**TASK 1:**
In the coffee and glaucoma passage, how old were the British people the study followed?
**TASK 2:**
From the coffee and glaucoma passage, return the part that opens with the words containing "The study followed" and closes with "of the condition.".
**TASK 3:**
Translate this sentence from the coffee and glaucoma passage into Spanish: "Glaucoma is one of the leading causes of blindness in America and is marked by damage to the optic nerve caused by high eye pressure, called intraocular pressure, or IOP."

**GIVEN PASSAGE:**
═══

Some research shows that up to four cups of coffee per day can benefit the liver and lower the risk for diabetes. But a new study suggests it might also steal your sight.
A new study looked at the effects of caffeine consumption and glaucoma risk and found that a third or fourth cup of coffee every day may increase the risk for glaucoma. But there is a catch: you have to be predisposed to eye disease already.
Glaucoma is one of the leading causes of blindness in America and is marked by damage to the optic nerve caused by high eye pressure, called intraocular pressure, or IOP.
The study followed more than 120,000 British people aged 39-73 who offered information on caffeine consumption and vision, including whether they had glaucoma or there was a family history of the condition.
After three years, participants’ IOP was assessed and researchers found that people with a high genetic risk for glaucoma were at much greater risk for the condition if they drank three or four cups of coffee per day.

═══

**INFORMATION GIVEN:**
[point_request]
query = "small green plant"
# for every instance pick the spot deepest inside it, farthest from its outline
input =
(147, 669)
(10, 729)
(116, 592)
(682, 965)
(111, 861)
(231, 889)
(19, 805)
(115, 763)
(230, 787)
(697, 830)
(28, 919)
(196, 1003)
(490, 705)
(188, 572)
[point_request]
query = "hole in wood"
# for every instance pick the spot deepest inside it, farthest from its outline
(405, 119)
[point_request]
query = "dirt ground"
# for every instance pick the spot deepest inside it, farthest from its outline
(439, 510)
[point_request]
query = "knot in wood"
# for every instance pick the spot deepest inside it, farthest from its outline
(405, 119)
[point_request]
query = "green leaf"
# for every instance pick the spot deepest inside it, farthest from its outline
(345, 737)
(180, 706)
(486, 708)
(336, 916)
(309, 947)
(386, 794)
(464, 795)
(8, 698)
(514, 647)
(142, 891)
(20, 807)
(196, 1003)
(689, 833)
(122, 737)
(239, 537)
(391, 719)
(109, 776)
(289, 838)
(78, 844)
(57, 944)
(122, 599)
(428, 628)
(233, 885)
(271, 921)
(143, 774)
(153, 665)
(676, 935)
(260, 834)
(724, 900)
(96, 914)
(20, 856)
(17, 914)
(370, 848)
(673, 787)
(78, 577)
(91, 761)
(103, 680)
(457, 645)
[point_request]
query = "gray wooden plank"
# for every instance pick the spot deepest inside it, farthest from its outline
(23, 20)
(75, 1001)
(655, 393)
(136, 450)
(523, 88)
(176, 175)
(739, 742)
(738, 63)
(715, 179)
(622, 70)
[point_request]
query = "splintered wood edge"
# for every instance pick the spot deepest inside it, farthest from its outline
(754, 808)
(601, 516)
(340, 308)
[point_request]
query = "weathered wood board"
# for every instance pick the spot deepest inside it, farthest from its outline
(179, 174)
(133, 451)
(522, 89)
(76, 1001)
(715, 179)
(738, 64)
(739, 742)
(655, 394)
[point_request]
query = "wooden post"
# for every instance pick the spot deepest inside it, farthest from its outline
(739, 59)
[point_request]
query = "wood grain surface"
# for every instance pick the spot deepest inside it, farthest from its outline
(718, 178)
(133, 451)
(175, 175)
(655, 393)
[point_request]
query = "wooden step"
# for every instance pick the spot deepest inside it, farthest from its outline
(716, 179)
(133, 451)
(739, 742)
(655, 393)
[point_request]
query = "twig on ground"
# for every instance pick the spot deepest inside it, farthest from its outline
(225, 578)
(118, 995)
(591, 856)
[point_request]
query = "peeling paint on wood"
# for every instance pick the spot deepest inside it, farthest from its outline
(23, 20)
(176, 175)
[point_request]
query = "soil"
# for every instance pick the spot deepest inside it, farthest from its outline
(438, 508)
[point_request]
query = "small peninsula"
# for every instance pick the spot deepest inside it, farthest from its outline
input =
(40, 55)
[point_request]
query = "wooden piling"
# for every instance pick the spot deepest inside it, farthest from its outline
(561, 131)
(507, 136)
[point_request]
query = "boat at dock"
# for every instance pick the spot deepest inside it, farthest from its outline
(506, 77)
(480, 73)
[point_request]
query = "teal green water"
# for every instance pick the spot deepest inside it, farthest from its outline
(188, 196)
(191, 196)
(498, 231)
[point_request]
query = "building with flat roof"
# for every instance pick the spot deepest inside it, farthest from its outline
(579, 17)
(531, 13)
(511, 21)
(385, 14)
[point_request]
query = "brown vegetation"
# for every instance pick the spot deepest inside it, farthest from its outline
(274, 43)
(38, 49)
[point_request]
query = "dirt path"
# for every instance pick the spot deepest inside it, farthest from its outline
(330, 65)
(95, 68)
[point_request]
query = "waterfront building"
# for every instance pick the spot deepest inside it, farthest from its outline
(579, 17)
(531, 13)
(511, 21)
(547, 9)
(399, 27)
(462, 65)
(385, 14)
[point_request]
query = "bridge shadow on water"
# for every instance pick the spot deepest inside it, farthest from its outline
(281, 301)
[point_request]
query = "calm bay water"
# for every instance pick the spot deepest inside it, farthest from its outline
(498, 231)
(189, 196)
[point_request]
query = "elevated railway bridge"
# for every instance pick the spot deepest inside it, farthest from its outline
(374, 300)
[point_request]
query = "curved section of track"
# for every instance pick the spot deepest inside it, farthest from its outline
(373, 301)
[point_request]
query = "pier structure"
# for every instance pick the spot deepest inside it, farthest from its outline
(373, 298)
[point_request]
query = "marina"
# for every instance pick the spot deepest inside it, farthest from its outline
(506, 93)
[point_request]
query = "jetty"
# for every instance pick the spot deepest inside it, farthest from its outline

═══

**RESPONSE 1:**
They were aged 39 to 73.

**RESPONSE 2:**
The study followed more than 120,000 British people aged 39-73 who offered information on caffeine consumption and vision, including whether they had glaucoma or there was a family history of the condition.

**RESPONSE 3:**
El glaucoma es una de las principales causas de ceguera en Estados Unidos y se caracteriza por el daño al nervio óptico causado por la presión ocular alta, llamada presión intraocular, o PIO.